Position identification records
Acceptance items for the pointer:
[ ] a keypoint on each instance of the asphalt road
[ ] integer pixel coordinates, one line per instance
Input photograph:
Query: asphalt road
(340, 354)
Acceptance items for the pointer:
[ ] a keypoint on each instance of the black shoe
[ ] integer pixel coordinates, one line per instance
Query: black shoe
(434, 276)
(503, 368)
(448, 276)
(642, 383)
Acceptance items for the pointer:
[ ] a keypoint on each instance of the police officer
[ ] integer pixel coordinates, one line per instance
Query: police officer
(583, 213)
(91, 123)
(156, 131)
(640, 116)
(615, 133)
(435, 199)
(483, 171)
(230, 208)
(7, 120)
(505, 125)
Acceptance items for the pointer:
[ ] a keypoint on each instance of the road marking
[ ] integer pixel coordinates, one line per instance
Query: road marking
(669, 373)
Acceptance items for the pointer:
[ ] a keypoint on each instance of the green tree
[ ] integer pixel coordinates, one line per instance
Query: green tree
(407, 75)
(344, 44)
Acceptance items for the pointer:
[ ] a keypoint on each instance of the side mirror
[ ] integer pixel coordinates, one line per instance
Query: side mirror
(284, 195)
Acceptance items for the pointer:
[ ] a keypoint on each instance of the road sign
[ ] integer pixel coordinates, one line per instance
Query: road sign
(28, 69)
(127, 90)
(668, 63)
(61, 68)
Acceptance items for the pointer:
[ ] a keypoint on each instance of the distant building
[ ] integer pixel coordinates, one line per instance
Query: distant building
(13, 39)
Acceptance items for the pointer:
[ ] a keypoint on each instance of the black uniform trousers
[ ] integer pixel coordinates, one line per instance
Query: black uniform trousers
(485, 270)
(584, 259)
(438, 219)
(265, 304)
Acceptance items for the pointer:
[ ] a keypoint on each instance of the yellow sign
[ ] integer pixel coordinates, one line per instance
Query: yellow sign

Task details:
Restate every entry word for word.

Exercise result:
Acceptance items for the pointer:
[ ] a keypoint on each instance of the asphalt road
[ ] integer pixel coordinates, one line per instance
Input photograph:
Query: asphalt road
(340, 354)
Acceptance items for the pointer:
[ ] a keypoint on each instance of the black shoe
[ ] integer pixel coordinates, one line per instance
Query: black shoe
(434, 276)
(503, 368)
(448, 276)
(642, 383)
Acceptance items for the pointer:
[ ] a keypoint on each instance of the police officer
[ ] integer pixel coordinates, one line per instance
Query: police officer
(583, 213)
(91, 123)
(156, 131)
(640, 116)
(615, 133)
(435, 199)
(483, 171)
(230, 208)
(7, 120)
(505, 125)
Acceptance items for the pointer:
[ ] a keypoint on each instance of the road marking
[ ] integer pixel coordinates, one line per instance
Query: road marking
(669, 373)
Acceptance items for the pointer:
[ ] a keypoint on each instance of the green tree
[ ] integer pixel coordinates, one line per instance
Query: green tree
(407, 75)
(344, 44)
Acceptance items for the pointer:
[ ] a keypoint on each instance of the side mirror
[ ] integer pixel coordinates, one line per instance
Query: side mirror
(284, 195)
Acceptance items for the pointer:
[ ] a keypoint on each instance of the road sign
[ ] integer pixel coordinates, one line per instance
Query: road sign
(28, 69)
(127, 90)
(668, 63)
(61, 68)
Acceptance items for the pointer:
[ ] a keypoint on each instance of the distant building
[ ] integer pixel coordinates, one line per instance
Query: distant building
(13, 39)
Acceptance items for the pointer:
[ ] a keypoint on each instance of the black uniform trousers
[ ] integer pixel coordinates, one line per instance
Query: black uniform trousers
(485, 270)
(584, 259)
(438, 219)
(265, 304)
Acceptance items for the pointer:
[ ] a keypoint on each instance of the yellow sign
[ ] integer pixel coordinates, one line per instance
Query: yellow sign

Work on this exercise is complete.